§ EXERCISE OBJECTIVE: A word-for-word copy of the records below is required.

[Collected data]
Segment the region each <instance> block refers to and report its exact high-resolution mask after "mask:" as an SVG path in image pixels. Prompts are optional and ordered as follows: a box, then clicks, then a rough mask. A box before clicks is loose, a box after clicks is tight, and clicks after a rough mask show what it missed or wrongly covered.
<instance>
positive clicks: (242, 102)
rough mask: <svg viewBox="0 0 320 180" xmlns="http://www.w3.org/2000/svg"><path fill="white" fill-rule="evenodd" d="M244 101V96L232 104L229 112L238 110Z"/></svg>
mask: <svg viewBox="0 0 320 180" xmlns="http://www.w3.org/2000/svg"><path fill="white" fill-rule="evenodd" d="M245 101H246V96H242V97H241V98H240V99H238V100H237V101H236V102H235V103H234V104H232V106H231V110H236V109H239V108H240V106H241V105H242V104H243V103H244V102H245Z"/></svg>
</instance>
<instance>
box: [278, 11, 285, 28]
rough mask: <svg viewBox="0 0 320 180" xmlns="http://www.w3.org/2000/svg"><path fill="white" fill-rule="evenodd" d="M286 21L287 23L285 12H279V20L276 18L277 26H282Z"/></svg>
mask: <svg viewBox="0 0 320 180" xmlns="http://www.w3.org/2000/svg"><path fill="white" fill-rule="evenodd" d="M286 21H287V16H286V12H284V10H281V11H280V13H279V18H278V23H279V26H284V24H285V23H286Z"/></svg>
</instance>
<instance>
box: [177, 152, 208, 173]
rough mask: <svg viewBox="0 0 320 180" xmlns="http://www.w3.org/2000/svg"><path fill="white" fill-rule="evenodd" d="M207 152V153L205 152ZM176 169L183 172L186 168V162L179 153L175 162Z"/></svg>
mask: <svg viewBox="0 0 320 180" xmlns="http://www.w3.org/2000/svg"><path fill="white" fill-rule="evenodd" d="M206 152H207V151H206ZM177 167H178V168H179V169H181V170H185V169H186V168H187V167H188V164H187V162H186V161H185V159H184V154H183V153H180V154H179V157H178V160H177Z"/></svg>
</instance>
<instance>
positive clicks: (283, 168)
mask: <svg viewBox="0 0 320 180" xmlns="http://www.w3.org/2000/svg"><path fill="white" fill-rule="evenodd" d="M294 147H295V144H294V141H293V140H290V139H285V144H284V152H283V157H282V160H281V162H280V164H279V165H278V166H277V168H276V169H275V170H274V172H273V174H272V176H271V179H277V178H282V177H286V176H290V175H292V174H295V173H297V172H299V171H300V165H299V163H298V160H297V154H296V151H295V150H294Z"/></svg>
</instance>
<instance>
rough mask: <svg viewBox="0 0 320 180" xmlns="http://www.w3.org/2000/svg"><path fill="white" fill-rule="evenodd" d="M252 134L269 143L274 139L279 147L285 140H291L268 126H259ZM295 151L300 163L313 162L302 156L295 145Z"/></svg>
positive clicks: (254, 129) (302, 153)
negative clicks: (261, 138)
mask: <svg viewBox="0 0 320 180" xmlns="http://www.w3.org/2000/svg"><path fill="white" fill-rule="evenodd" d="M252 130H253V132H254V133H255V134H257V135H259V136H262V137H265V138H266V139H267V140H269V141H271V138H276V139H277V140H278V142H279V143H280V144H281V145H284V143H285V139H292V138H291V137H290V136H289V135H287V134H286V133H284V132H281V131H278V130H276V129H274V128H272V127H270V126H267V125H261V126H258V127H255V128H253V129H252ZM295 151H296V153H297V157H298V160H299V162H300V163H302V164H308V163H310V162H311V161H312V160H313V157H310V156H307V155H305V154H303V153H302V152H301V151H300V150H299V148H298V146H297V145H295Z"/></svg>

§ EXERCISE RESPONSE:
Segment the region each <instance> block refers to and report its exact high-resolution mask after "mask:" as an SVG path in image pixels. Prompts are optional and ordered as follows: a box, then clicks, then a rough mask. A box before clicks is loose, a box after clicks is tight, and clicks after a rough mask show what it missed or wrongly covered.
<instance>
positive clicks: (242, 102)
rough mask: <svg viewBox="0 0 320 180" xmlns="http://www.w3.org/2000/svg"><path fill="white" fill-rule="evenodd" d="M244 101V96L232 104L229 112L238 110Z"/></svg>
mask: <svg viewBox="0 0 320 180" xmlns="http://www.w3.org/2000/svg"><path fill="white" fill-rule="evenodd" d="M245 101H246V96H242V97H241V98H240V99H238V100H237V101H236V102H235V103H234V104H232V106H231V110H236V109H239V108H240V106H241V105H242V104H243V103H244V102H245Z"/></svg>
</instance>
<instance>
box: [278, 11, 285, 28]
rough mask: <svg viewBox="0 0 320 180" xmlns="http://www.w3.org/2000/svg"><path fill="white" fill-rule="evenodd" d="M286 21L287 23L285 12H279V20L276 18L277 26H282Z"/></svg>
mask: <svg viewBox="0 0 320 180" xmlns="http://www.w3.org/2000/svg"><path fill="white" fill-rule="evenodd" d="M286 21H287V16H286V12H284V10H281V11H280V13H279V18H278V23H279V26H284V24H285V23H286Z"/></svg>
</instance>
<instance>
box: [177, 152, 208, 173]
rough mask: <svg viewBox="0 0 320 180" xmlns="http://www.w3.org/2000/svg"><path fill="white" fill-rule="evenodd" d="M207 152V153L205 152ZM176 169L183 172L186 168V162L179 153L175 162Z"/></svg>
mask: <svg viewBox="0 0 320 180" xmlns="http://www.w3.org/2000/svg"><path fill="white" fill-rule="evenodd" d="M206 152H207V151H206ZM177 167H178V168H179V169H181V170H185V169H186V168H187V167H188V164H187V162H186V161H185V159H184V154H183V153H180V154H179V157H178V160H177Z"/></svg>
</instance>
<instance>
positive clicks: (283, 168)
mask: <svg viewBox="0 0 320 180" xmlns="http://www.w3.org/2000/svg"><path fill="white" fill-rule="evenodd" d="M294 147H295V144H294V141H293V140H290V139H285V144H284V152H283V157H282V160H281V162H280V164H279V165H278V166H277V168H276V169H275V170H274V172H273V174H272V176H271V179H277V178H282V177H286V176H290V175H292V174H295V173H297V172H299V171H300V165H299V163H298V160H297V154H296V151H295V150H294Z"/></svg>
</instance>
<instance>
rough mask: <svg viewBox="0 0 320 180" xmlns="http://www.w3.org/2000/svg"><path fill="white" fill-rule="evenodd" d="M252 134L269 143L274 139L279 147L285 140H291L268 126H259ZM295 151L300 163L313 162L302 156L295 145Z"/></svg>
positive clicks: (254, 129) (302, 153)
negative clicks: (261, 138)
mask: <svg viewBox="0 0 320 180" xmlns="http://www.w3.org/2000/svg"><path fill="white" fill-rule="evenodd" d="M252 130H253V132H254V133H255V134H257V135H259V136H262V137H265V138H266V139H267V140H269V141H271V138H276V139H277V140H278V142H279V143H280V144H281V145H284V143H285V139H292V138H291V137H290V136H289V135H287V134H286V133H284V132H281V131H278V130H276V129H274V128H272V127H270V126H267V125H261V126H258V127H255V128H253V129H252ZM295 151H296V153H297V157H298V160H299V162H300V163H302V164H308V163H310V162H311V161H312V160H313V157H310V156H307V155H305V154H303V153H302V152H301V151H300V150H299V148H298V146H297V145H295Z"/></svg>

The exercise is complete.